Exercise task A
Can you show every line of the listing that contains the word "Give"? Matching is case-sensitive.

Extract
..............................
Increasingly harsh anti-polygamy legislation in the US led some Mormons to emigrate to Canada and Mexico. In 1890, LDS Church president Wilford Woodruff issued a public declaration (the Manifesto) announcing that the LDS Church had discontinued new plural marriages. Anti-Mormon sentiment waned, as did opposition to statehood for Utah. The Smoot Hearings in 1904, which documented that the LDS Church was still practicing polygamy spurred the LDS Church to issue a Second Manifesto again claiming that it had ceased performing new plural marriages. By 1910 the LDS Church excommunicated those who entered into, or performed, new plural marriages. Even so, many plural husbands and wives continued to cohabit until their deaths in the 1940s and 1950s.
..............................
Exercise task B
Could you quote the passage on Mormon polygamy word for word, from "Increasingly harsh anti-polygamy" to "1940s and 1950s."?

Data to use
..............................
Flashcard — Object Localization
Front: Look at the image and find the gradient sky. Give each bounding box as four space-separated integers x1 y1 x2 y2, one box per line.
..............................
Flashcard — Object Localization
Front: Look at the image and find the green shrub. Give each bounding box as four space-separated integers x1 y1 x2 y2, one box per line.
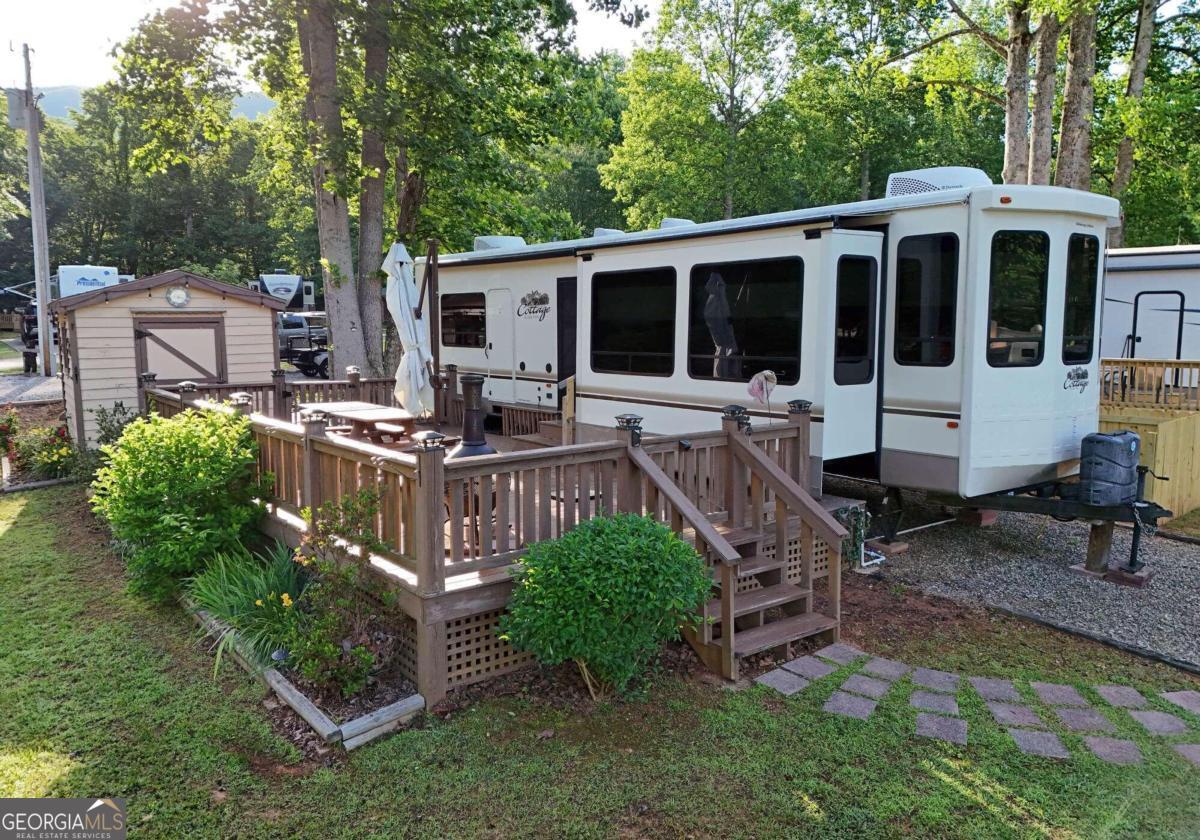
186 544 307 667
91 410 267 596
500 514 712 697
..............................
Exercise output A
Front: Look at the image and find the gradient sky. Give each bounding box as four space-separated integers x1 y1 x2 y2, one box per line.
Front: Look at the image and find the green shrub. Give each bounding box as four space-separated integers x1 y1 x2 y2, one box per line.

Exercise output B
Increasingly harsh anti-polygamy legislation in the US led some Mormons to emigrate to Canada and Mexico. In 1890, LDS Church president Wilford Woodruff issued a public declaration (the Manifesto) announcing that the LDS Church had discontinued new plural marriages. Anti-Mormon sentiment waned, as did opposition to statehood for Utah. The Smoot Hearings in 1904, which documented that the LDS Church was still practicing polygamy spurred the LDS Church to issue a Second Manifesto again claiming that it had ceased performing new plural marriages. By 1910 the LDS Church excommunicated those who entered into, or performed, new plural marriages. Even so, many plural husbands and wives continued to cohabit until their deaths in the 1940s and 1950s.